**** Raw data

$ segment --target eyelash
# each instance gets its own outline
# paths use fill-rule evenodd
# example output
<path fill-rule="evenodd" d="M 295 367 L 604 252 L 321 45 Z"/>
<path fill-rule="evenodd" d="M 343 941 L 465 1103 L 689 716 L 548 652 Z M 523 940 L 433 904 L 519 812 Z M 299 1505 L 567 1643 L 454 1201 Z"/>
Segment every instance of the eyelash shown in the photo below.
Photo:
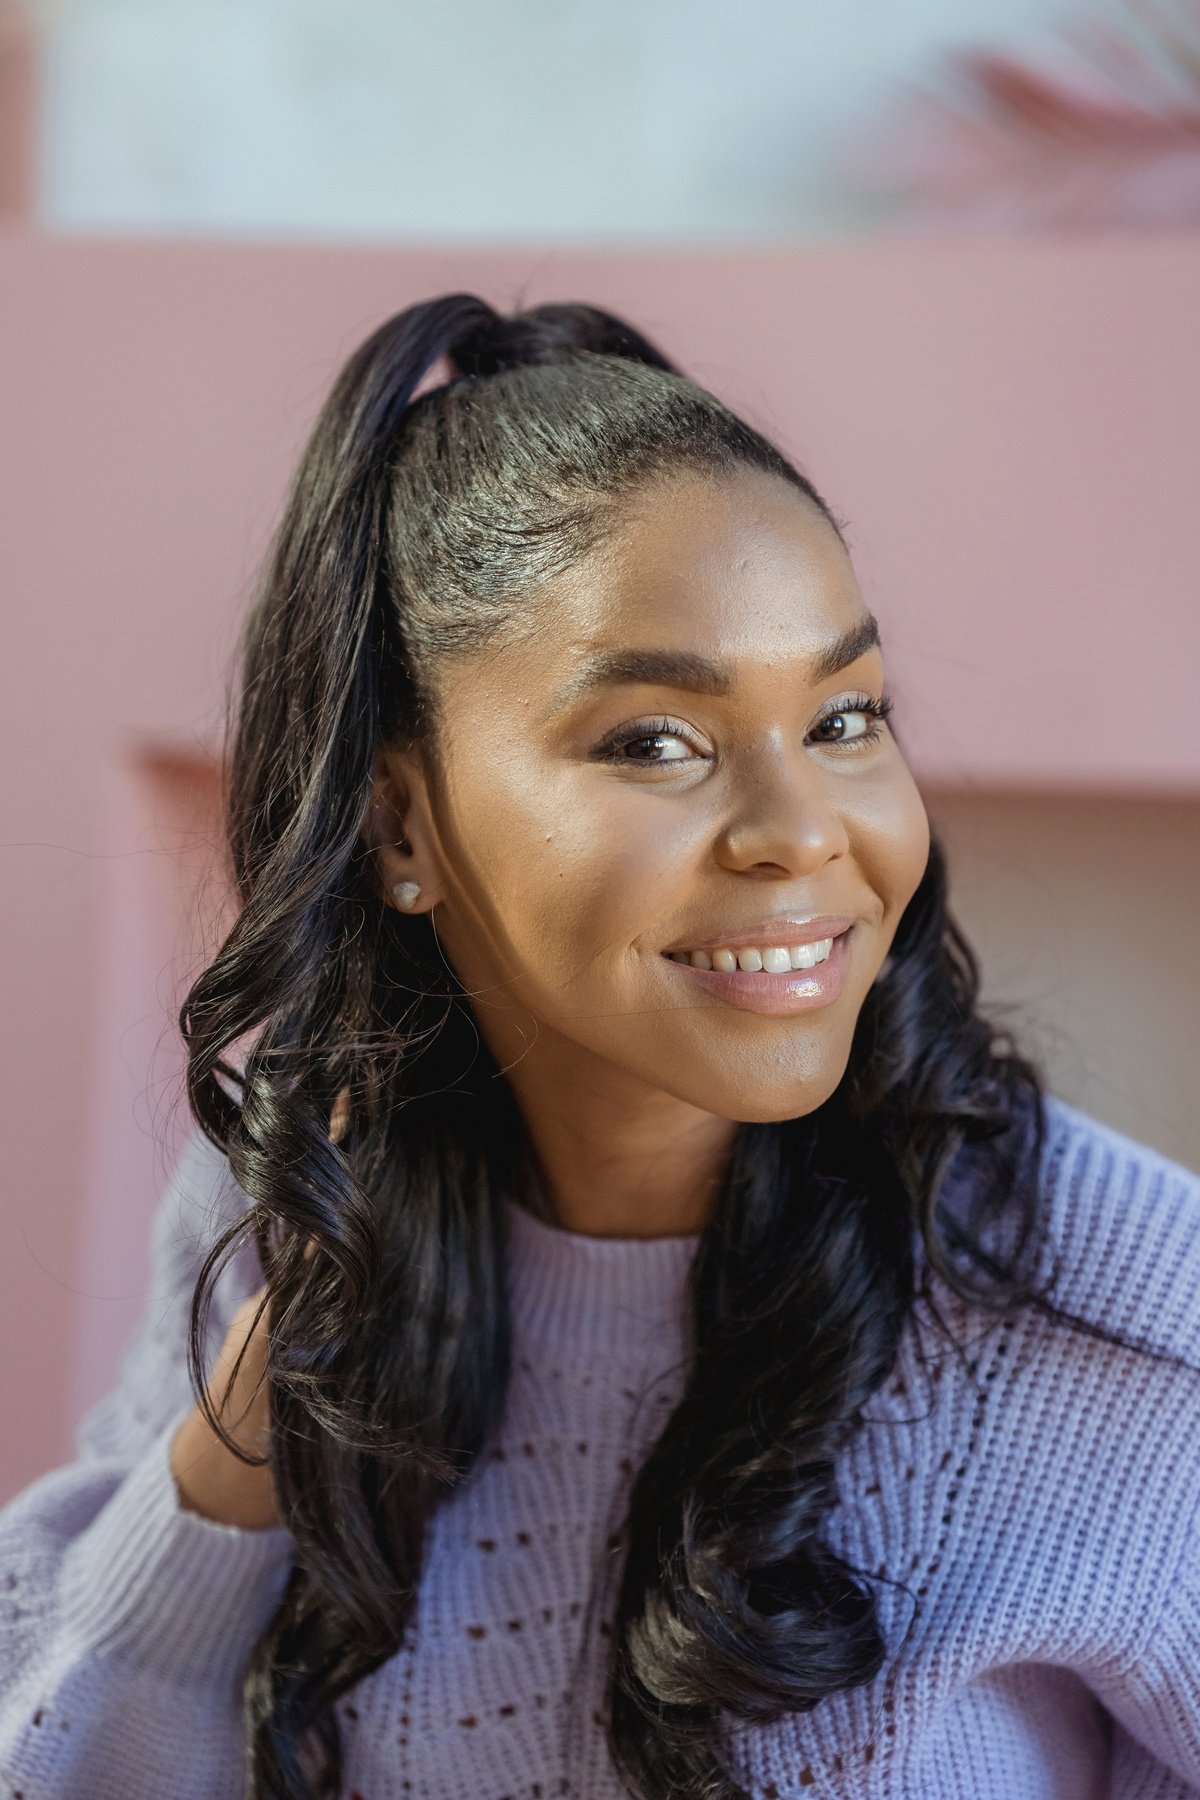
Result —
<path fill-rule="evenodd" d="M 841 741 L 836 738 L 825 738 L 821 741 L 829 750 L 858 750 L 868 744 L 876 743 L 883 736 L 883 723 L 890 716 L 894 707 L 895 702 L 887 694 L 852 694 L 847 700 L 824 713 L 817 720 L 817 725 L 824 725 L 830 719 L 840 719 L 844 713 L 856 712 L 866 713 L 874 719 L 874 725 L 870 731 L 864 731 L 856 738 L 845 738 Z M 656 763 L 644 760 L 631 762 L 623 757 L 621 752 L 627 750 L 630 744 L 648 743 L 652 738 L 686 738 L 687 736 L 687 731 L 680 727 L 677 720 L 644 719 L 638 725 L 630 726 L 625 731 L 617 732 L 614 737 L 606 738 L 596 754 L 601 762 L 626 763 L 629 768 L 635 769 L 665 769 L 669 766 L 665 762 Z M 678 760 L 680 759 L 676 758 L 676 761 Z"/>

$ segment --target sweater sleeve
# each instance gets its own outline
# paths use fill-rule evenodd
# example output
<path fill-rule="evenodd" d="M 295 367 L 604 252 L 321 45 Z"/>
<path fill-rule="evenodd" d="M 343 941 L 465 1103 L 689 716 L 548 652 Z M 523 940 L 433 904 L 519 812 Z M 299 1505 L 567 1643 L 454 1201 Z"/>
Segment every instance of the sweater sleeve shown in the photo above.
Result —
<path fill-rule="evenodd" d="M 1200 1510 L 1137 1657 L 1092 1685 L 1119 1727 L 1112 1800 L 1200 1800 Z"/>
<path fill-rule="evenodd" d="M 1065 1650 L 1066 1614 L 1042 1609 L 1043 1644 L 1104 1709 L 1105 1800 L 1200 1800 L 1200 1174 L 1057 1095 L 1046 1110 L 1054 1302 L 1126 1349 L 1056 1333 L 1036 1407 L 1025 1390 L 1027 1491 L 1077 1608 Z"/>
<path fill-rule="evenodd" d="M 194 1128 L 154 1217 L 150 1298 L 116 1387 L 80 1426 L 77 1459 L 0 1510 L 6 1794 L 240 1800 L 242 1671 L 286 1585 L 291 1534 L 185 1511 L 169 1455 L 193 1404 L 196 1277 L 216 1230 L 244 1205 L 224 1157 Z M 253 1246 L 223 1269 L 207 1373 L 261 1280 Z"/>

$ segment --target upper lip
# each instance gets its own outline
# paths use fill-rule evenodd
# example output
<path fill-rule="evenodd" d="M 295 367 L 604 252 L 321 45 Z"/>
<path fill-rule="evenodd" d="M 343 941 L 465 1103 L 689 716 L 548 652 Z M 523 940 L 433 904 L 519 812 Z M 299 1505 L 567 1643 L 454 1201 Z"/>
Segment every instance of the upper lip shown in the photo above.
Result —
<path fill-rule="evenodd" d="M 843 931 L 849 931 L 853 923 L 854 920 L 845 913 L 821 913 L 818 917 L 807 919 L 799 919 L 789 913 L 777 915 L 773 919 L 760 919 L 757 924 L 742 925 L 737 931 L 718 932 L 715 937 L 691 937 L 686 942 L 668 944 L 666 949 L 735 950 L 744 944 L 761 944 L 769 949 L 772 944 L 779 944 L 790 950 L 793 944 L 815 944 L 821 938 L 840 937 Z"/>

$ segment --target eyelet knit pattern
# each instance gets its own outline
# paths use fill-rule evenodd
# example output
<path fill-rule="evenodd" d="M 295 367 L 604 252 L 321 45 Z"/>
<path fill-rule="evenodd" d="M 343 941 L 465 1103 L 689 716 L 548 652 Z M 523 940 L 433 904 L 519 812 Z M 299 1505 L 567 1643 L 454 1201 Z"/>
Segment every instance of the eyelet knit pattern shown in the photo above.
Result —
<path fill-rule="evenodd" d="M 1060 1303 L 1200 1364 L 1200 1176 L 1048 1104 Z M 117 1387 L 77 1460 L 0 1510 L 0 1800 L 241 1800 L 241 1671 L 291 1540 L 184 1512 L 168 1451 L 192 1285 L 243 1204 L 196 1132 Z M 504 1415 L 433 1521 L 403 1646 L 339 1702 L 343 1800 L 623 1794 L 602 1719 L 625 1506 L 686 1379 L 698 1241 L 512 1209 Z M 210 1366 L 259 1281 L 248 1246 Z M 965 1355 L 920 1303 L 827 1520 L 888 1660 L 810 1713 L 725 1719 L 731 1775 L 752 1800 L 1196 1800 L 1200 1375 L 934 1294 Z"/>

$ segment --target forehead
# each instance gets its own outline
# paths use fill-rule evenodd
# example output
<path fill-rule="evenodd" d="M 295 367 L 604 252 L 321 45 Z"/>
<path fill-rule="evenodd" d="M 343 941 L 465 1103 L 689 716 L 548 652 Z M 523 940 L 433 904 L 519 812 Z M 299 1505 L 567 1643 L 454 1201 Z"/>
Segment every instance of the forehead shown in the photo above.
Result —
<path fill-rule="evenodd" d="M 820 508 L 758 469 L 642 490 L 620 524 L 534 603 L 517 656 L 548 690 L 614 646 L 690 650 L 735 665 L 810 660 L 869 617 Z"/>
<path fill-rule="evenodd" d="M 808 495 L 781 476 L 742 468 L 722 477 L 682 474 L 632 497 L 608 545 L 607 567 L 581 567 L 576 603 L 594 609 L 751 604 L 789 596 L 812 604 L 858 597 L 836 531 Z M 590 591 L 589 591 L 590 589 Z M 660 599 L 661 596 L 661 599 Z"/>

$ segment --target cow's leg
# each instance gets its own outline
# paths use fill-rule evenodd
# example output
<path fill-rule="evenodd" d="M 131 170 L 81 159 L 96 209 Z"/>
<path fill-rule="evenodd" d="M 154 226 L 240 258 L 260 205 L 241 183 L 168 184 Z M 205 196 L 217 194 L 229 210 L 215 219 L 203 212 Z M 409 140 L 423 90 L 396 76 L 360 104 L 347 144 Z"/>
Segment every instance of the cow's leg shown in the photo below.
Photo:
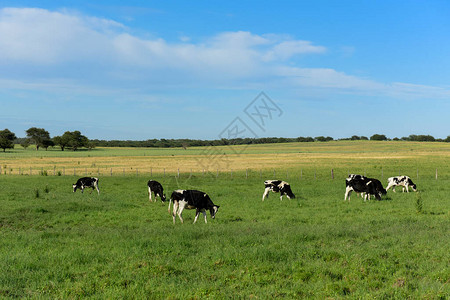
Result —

********

> Task to carry out
Report each line of the data that includes the string "knit".

> Output of the task
$ segment --target eyelet knit pattern
Segment every instance of the eyelet knit pattern shown in the photo above.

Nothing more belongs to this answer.